→ **Exercise instructions**: Below are lines of data, and only some are wanted. Please repeat exactly those from the line that has "Target: blonde hair" through the line that has "[ ] one point per instance of the sorrel".
::::::::
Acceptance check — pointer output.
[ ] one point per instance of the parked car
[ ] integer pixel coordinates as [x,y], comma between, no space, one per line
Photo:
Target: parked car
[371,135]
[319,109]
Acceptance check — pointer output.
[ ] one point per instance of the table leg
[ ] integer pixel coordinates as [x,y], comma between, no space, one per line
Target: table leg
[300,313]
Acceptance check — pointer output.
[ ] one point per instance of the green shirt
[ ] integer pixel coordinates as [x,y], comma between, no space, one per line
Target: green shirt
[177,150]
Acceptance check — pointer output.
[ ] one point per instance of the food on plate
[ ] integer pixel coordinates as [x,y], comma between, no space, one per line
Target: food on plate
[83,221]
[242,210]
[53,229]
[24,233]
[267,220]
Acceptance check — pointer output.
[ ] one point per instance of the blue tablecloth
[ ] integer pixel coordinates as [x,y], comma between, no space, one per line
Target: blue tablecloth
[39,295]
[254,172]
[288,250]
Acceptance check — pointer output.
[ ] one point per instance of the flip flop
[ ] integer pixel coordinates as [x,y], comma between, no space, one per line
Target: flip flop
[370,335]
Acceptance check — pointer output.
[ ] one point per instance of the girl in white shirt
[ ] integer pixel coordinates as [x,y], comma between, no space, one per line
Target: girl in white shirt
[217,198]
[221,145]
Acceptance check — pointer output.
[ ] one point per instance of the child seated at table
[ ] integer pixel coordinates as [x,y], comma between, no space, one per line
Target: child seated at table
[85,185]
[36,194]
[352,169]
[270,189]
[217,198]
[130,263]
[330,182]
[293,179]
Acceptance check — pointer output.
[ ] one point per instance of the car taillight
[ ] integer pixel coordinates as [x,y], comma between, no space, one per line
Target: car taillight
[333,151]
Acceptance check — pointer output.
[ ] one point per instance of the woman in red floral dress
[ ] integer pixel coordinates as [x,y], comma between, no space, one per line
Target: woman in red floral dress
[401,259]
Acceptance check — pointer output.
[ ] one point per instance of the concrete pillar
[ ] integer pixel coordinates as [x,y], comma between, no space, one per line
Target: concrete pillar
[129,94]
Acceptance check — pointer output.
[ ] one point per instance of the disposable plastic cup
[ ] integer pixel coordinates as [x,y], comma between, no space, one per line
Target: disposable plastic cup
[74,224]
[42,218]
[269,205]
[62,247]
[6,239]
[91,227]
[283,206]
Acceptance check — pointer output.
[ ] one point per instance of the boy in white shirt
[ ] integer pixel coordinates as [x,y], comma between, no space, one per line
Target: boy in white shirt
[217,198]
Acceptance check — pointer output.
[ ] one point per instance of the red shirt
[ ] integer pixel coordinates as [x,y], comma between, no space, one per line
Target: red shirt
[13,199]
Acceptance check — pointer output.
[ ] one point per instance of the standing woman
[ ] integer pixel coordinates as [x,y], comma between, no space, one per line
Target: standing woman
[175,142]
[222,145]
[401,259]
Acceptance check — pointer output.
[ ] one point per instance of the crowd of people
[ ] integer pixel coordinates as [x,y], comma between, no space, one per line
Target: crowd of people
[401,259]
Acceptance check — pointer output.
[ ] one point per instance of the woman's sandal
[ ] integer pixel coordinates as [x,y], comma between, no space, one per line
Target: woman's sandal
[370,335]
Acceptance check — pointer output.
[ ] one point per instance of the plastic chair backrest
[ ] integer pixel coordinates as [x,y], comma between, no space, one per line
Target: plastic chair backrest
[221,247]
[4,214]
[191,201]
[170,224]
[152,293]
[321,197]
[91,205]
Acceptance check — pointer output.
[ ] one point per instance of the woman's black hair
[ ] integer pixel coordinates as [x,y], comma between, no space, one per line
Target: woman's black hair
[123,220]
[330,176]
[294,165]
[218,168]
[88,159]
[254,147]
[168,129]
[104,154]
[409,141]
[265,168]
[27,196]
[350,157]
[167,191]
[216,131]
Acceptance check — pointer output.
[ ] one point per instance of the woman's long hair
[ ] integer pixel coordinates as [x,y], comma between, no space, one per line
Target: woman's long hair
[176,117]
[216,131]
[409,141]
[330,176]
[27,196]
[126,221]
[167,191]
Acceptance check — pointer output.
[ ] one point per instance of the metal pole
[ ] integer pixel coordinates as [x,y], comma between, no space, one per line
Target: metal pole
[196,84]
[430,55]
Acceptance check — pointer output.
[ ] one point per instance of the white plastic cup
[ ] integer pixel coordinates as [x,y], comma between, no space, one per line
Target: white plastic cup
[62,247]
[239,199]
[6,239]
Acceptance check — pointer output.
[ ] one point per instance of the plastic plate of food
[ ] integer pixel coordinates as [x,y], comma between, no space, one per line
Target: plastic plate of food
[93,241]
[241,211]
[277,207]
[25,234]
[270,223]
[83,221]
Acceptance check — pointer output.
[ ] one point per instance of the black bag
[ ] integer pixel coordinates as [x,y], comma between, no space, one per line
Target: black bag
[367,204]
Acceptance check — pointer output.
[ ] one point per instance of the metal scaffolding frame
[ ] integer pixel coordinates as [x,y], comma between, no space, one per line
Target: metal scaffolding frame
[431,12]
::::::::
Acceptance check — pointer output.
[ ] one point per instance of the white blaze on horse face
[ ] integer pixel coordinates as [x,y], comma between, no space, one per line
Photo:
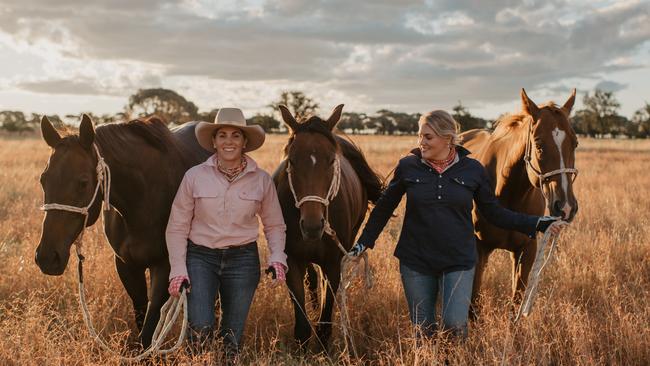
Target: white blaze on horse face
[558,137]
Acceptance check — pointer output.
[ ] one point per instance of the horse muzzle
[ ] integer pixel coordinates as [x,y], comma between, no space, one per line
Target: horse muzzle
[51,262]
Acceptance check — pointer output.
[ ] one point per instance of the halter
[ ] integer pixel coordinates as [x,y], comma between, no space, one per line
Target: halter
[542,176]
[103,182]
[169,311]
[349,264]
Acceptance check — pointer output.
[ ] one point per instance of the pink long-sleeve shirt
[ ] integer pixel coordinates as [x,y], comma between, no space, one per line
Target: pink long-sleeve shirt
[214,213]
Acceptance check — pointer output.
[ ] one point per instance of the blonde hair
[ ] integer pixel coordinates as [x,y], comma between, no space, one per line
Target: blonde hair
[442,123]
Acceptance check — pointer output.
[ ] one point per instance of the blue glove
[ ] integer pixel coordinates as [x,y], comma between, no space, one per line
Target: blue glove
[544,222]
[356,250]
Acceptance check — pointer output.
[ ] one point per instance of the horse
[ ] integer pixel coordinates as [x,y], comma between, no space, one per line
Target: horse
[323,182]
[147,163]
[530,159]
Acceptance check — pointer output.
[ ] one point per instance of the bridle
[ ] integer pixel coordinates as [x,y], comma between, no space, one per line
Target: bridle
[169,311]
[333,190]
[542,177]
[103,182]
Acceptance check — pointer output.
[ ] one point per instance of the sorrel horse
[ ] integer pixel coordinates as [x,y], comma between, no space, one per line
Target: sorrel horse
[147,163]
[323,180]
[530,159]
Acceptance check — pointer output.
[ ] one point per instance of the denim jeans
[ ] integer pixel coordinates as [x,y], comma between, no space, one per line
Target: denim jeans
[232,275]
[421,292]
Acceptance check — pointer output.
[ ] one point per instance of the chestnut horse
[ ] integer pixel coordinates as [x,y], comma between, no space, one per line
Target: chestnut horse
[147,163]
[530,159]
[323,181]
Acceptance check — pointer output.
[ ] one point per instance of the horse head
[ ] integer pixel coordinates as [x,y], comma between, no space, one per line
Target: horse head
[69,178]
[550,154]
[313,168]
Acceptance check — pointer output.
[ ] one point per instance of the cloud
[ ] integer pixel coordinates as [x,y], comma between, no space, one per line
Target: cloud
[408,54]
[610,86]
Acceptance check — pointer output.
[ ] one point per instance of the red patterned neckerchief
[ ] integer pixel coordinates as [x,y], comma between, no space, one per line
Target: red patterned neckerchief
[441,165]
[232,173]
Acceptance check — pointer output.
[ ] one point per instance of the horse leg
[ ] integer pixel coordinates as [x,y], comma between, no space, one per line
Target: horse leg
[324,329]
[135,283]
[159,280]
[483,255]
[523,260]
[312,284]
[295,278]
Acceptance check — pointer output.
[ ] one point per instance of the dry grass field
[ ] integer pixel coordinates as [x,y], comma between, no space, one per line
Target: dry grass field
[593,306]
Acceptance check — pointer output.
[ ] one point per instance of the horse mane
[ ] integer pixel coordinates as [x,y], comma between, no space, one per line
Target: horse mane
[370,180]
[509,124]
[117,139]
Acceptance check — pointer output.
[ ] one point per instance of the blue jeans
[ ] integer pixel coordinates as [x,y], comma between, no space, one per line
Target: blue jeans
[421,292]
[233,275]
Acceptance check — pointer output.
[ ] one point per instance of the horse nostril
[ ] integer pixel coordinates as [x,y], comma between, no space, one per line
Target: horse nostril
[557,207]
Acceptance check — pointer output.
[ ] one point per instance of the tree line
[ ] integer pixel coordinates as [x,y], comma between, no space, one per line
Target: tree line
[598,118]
::::::::
→ **Answer box**:
Target: blonde hair
[442,123]
Acceptance check — pointer output.
[ ] one point per instance of the blue glove
[ ] integer pixel coordinates as [x,y], comma between, no space, one per line
Target: blue glove
[544,222]
[356,250]
Acceptance check — pointer output.
[ ] one point per instance of the horse
[ ] integer pixel coordinates as [x,y], comma between, no space, one per line
Target: horse
[323,182]
[147,163]
[530,159]
Acceptance check — pointer output.
[ ] one point per instance of the bridle
[ ] integer pixel coordinates as [x,y], comma between, no space, one per line
Target: bridle
[169,311]
[333,190]
[542,177]
[103,182]
Acceptance check — pointer output.
[ ] one point per instance of the sorrel horse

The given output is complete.